[Start of section]

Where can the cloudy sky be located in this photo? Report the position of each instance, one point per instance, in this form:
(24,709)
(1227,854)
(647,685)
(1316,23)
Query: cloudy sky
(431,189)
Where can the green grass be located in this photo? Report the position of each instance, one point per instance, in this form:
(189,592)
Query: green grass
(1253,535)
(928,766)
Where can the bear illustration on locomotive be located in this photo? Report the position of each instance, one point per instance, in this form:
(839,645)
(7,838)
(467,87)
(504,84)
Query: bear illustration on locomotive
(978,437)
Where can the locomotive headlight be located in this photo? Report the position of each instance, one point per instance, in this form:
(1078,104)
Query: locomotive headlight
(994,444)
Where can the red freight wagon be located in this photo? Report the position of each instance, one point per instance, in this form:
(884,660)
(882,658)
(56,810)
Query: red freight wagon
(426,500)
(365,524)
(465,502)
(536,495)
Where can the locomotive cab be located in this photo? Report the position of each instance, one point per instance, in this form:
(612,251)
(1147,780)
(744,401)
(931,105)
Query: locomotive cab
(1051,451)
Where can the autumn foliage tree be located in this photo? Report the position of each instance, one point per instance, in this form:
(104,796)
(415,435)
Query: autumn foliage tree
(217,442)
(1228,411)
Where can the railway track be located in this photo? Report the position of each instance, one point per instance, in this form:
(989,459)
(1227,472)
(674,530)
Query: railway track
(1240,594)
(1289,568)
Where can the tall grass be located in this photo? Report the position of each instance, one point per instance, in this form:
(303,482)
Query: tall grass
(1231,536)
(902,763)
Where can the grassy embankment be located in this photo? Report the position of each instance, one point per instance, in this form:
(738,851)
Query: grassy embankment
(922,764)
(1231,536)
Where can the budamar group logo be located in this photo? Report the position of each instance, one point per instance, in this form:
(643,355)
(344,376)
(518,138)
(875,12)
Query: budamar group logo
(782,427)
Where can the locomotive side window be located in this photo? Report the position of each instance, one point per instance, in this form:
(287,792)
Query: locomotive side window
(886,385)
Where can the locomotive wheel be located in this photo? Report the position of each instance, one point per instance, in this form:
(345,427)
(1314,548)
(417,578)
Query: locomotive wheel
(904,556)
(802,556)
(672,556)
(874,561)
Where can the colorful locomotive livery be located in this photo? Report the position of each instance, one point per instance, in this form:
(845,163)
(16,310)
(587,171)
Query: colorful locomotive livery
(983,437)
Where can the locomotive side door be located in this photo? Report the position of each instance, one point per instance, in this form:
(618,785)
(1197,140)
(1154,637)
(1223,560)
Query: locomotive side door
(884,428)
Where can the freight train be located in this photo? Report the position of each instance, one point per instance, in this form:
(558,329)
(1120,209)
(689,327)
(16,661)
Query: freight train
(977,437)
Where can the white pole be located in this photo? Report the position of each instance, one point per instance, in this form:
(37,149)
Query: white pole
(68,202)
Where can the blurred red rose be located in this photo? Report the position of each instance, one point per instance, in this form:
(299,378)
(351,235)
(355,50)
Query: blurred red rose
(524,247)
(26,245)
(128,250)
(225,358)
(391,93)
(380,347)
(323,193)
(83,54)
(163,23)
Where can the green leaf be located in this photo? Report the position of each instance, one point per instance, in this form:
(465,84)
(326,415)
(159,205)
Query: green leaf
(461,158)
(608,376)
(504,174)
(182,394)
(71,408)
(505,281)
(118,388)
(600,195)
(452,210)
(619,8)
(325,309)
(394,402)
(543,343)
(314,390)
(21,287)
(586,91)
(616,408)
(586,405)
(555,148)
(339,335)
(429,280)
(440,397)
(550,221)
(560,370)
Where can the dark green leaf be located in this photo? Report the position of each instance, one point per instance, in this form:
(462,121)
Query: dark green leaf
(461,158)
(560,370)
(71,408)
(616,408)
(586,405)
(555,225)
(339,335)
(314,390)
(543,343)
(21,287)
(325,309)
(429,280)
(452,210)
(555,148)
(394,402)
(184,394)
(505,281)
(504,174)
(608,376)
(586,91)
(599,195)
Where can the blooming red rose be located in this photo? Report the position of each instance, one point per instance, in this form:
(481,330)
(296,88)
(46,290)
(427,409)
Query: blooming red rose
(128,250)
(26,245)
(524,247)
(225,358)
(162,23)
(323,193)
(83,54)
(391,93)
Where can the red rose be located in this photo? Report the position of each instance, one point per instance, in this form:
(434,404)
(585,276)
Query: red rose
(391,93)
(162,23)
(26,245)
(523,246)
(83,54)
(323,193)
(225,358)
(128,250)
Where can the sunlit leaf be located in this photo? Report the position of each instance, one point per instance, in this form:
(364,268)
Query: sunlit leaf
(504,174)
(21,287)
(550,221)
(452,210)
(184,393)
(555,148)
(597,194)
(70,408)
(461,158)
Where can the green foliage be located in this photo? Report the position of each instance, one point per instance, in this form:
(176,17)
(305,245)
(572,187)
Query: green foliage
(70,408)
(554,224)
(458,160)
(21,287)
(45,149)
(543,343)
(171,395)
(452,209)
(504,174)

[End of section]

→ What to work on: Word for word, give back all the lines above.

→ Task answer:
Where can the cloudy sky be located in this photo? Report the position of each instance, one point per instance, in this form:
(24,709)
(1227,854)
(647,685)
(1316,23)
Query: cloudy sky
(431,189)
Where can the green grass be located in this photo? Report the position of each instance, one point per instance, in this form:
(189,592)
Query: green grass
(1253,535)
(928,766)
Where can the bear illustration on locomotive be located in this photo? Report the position of each instance, one point per instance, in this form:
(839,645)
(7,838)
(467,87)
(504,84)
Query: bear illustration on locomotive
(978,437)
Where can the locomotive headlight be located in this photo? Report the position of each instance, one point per instance, in this form:
(1078,104)
Query: locomotive headlight
(994,444)
Where can the red freight wagon be located in this photo? Report the position of each instance, one point per instance, in this form:
(884,660)
(882,658)
(56,810)
Query: red freight wagon
(426,500)
(365,524)
(465,502)
(536,495)
Where can the locomotive cab be located in this photo? Report the position of each instance, one point per instance, in this form:
(612,251)
(1147,780)
(744,401)
(931,105)
Query: locomotive cab
(1051,451)
Where can the autumn foliage tree be located in this photo? Report the position of each instance, one point per instance, in this form:
(104,796)
(415,435)
Query: autumn foliage tree
(217,442)
(1228,411)
Where can the railway track be located in this photo? Report the position of each instance, one point per instance, in this form:
(989,459)
(1227,472)
(674,530)
Query: railway track
(1240,594)
(1289,568)
Where can the tall grass be located in this photo? Report the position of each instance, one point per instance, in this form:
(303,482)
Query: tall grass
(1231,536)
(902,763)
Where can the grassy embankment be located in this photo? Report the position of each instance, one point per instance, in this form:
(738,851)
Query: grassy embankment
(922,764)
(1231,536)
Where can the budamar group logo be located in this photo? Report the position of each instance, one point per instance, in this form:
(643,355)
(344,376)
(518,138)
(875,12)
Query: budamar group logo
(782,427)
Where can the locomotive side window be located in this photo? Report the position of each instance, one point per instance, in this form:
(287,792)
Query: locomotive side window
(886,385)
Where can the locomotive wheel be located in this photo? Report the position of each instance, one point per instance, in this form:
(345,427)
(1314,548)
(417,578)
Query: locomotive wheel
(904,556)
(802,556)
(672,556)
(874,561)
Where can the colorful locomotive livery be located in this photo? Report the position of each instance, one point per instance, in this form:
(845,163)
(16,310)
(587,171)
Query: colorful locomotive livery
(983,437)
Where can the locomotive side door be located in this photo? Report the position of each instance, one point per instance, in this form:
(618,785)
(1197,140)
(1154,637)
(1223,560)
Query: locomotive side door
(884,428)
Where can the freight train be located in this photo? Report the position of each instance, one point per instance, in this form:
(558,329)
(1120,209)
(689,327)
(16,661)
Query: freight train
(977,437)
Where can the white pole be located in this photo? Report the position of each instance, one point per instance, in this form:
(37,149)
Query: white pole
(68,202)
Where can the blurred red rose be located in this photo? Report the position of each instance, one point per instance, in this form:
(299,378)
(351,235)
(355,50)
Query: blurred red rose
(524,247)
(26,245)
(128,250)
(225,358)
(391,93)
(380,347)
(323,193)
(83,54)
(163,23)
Where can the green leaf be located in this photo? Report the position of each instance, one point per instance, in this form:
(465,84)
(326,415)
(159,205)
Query: green leaf
(461,158)
(608,376)
(504,174)
(182,394)
(71,408)
(505,281)
(118,388)
(600,195)
(452,210)
(619,8)
(325,309)
(394,402)
(543,343)
(314,390)
(21,287)
(586,91)
(616,408)
(586,405)
(555,148)
(339,335)
(429,280)
(440,397)
(550,221)
(560,370)
Where can the dark green leaf be located in this photo? Report the position of each instance, one point per instance, in this form:
(462,121)
Query: dark green leaf
(461,158)
(560,370)
(71,408)
(616,408)
(586,405)
(555,225)
(339,335)
(314,390)
(543,343)
(21,287)
(325,309)
(429,280)
(452,210)
(555,148)
(394,402)
(184,394)
(505,281)
(504,174)
(608,376)
(586,91)
(599,195)
Where can the blooming red rose be located in this photo? Report the position of each instance, one point per instance, in this form:
(481,330)
(296,88)
(46,290)
(427,409)
Query: blooming red rose
(128,250)
(26,245)
(524,247)
(225,358)
(162,23)
(323,193)
(83,54)
(391,93)
Where can the red rose be located in this photo? Report the position of each instance, one point per instance, in this form:
(434,404)
(585,276)
Query: red rose
(391,93)
(162,23)
(26,245)
(523,246)
(83,54)
(323,193)
(225,358)
(128,250)
Where can the sunlit leaf be located in this photo? Report the position of each instance, one point per instance, in this form:
(364,268)
Query: sunlit leaf
(504,174)
(21,287)
(550,221)
(452,210)
(184,393)
(555,148)
(597,194)
(70,408)
(461,158)
Where can the green foliage be located in this photo? Report the position of each instance, one point per instance, in this form:
(176,17)
(305,245)
(572,187)
Query: green foliage
(70,408)
(554,224)
(458,160)
(21,287)
(45,149)
(543,343)
(171,395)
(452,209)
(504,174)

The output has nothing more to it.